▸ **Exercise passage**
-- Opening Marker --
Remembering the famous ‘Bird Girl’ of Syracuse University

Mary Jo Zawalski aka "Bird Girl"

Mary Jo Zawalski was also known as "Bird Girl" when she was a student at Syracuse University.

To say the famous Bird Girl of Syracuse University is a creative person would be an understatement.

Mary Jo Zawalski — or, as she was better known during her undergraduate studies in ceramics at SU from 2002 to 2006, “Bird Girl” — was well known across the campus for her quirky appearance, especially for clipping odd objects to the top of her head. Usually it was a plastic bird, but she was also spotted with other fake animals and even a plastic waffle once.

“All the birds I wear on my head are paper trained. Unfortunately, the alligator is not,” Zawalski told student newspaper the Daily Orange in 2005.

Any student that attended Syracuse University with at least one year of overlap with Zawalski’s time there knows about Bird Girl. When she was a freshman, she lived in the same residence hall as I did (Flint Hall on top of Mount Olympus) and I often saw her in the dining hall. I would’ve asked her about her headpieces eventually (just like how people tend to ask me about my hearing loss eventually), but the DO ran a feature story on her during our second semester on campus. (And she probably never asked about that deaf DJ on campus because the DO did a feature story on me, too.)
-- Closing Marker --
▸ **Exercises to complete**
- a) Reproduce the Bird Girl article word for word from "Remembering the famous" to "be an understatement.".
- b) According to the Bird Girl article, what did Mary Jo Zawalski study as an undergraduate at Syracuse University?

▸ **Raw data**
-- Opening Marker --
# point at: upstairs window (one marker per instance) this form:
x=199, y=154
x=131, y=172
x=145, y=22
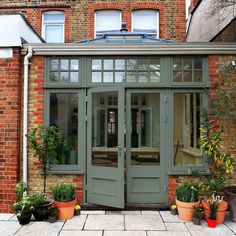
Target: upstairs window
x=107, y=21
x=53, y=27
x=146, y=21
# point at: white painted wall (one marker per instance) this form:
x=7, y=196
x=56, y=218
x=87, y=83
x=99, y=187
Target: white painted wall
x=13, y=28
x=203, y=26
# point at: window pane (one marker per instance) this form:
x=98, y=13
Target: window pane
x=96, y=64
x=145, y=21
x=54, y=34
x=53, y=16
x=64, y=64
x=108, y=77
x=107, y=20
x=186, y=148
x=96, y=77
x=120, y=76
x=74, y=77
x=74, y=64
x=64, y=114
x=108, y=64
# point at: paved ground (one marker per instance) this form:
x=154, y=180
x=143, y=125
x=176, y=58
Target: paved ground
x=115, y=223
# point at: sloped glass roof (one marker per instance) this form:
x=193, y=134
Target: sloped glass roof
x=124, y=37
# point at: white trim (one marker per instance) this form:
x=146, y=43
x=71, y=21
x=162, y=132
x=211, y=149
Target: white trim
x=54, y=23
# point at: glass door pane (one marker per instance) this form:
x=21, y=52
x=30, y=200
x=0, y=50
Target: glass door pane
x=105, y=129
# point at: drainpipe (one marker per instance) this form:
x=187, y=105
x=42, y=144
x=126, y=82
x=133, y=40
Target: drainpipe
x=25, y=111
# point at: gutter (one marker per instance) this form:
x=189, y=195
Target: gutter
x=25, y=112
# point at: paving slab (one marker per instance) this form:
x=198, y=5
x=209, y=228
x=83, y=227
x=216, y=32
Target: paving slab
x=204, y=230
x=80, y=233
x=40, y=229
x=6, y=216
x=150, y=212
x=144, y=222
x=168, y=233
x=92, y=212
x=176, y=227
x=125, y=233
x=9, y=228
x=168, y=217
x=76, y=223
x=104, y=222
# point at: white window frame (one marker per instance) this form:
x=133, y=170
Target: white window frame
x=95, y=19
x=157, y=18
x=54, y=23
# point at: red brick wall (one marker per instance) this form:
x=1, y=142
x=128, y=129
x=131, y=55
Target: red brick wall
x=79, y=15
x=10, y=109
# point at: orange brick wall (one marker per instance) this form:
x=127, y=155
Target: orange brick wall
x=79, y=15
x=10, y=109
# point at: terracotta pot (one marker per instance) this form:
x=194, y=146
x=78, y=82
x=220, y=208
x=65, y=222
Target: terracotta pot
x=185, y=209
x=65, y=210
x=220, y=213
x=211, y=223
x=231, y=194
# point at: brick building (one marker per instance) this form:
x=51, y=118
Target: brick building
x=127, y=101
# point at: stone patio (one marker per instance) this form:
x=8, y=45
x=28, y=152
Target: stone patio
x=115, y=223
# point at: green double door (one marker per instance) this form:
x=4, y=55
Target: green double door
x=126, y=147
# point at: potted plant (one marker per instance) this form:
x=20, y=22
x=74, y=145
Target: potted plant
x=197, y=215
x=173, y=210
x=48, y=143
x=213, y=206
x=52, y=214
x=65, y=200
x=186, y=199
x=77, y=210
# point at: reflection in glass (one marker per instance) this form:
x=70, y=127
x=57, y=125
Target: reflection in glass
x=64, y=114
x=186, y=147
x=105, y=129
x=145, y=129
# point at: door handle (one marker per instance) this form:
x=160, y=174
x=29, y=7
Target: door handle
x=119, y=150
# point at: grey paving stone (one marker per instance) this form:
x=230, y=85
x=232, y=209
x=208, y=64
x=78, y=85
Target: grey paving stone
x=92, y=212
x=76, y=223
x=144, y=222
x=40, y=228
x=150, y=212
x=6, y=216
x=104, y=222
x=168, y=217
x=124, y=233
x=81, y=233
x=168, y=233
x=9, y=228
x=203, y=230
x=176, y=227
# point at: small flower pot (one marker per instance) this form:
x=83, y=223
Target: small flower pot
x=197, y=221
x=77, y=212
x=24, y=220
x=211, y=223
x=52, y=219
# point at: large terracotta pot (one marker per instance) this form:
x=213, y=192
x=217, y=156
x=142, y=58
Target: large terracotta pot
x=220, y=213
x=231, y=194
x=65, y=210
x=185, y=209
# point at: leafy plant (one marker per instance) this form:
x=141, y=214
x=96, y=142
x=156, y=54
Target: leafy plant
x=48, y=143
x=187, y=192
x=64, y=192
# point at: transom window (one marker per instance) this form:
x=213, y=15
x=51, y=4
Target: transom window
x=131, y=70
x=106, y=21
x=53, y=26
x=146, y=21
x=187, y=69
x=64, y=70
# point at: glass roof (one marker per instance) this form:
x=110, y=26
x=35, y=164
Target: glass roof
x=124, y=37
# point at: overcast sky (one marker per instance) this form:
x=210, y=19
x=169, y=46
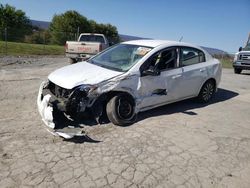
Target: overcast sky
x=222, y=24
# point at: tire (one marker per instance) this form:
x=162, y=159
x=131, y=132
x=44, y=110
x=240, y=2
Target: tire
x=121, y=110
x=72, y=61
x=237, y=71
x=207, y=91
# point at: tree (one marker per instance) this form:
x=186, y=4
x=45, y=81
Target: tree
x=66, y=26
x=16, y=23
x=69, y=25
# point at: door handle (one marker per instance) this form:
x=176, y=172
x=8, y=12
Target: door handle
x=176, y=76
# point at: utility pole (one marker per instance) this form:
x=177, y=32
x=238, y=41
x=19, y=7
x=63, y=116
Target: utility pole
x=5, y=36
x=181, y=39
x=77, y=32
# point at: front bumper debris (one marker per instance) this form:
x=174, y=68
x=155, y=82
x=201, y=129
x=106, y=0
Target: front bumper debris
x=48, y=117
-- Closing Marker --
▸ **Exercise results**
- a)
Remembering the famous ‘Bird Girl’ of Syracuse University

Mary Jo Zawalski aka "Bird Girl"

Mary Jo Zawalski was also known as "Bird Girl" when she was a student at Syracuse University.

To say the famous Bird Girl of Syracuse University is a creative person would be an understatement.

- b) Ceramics.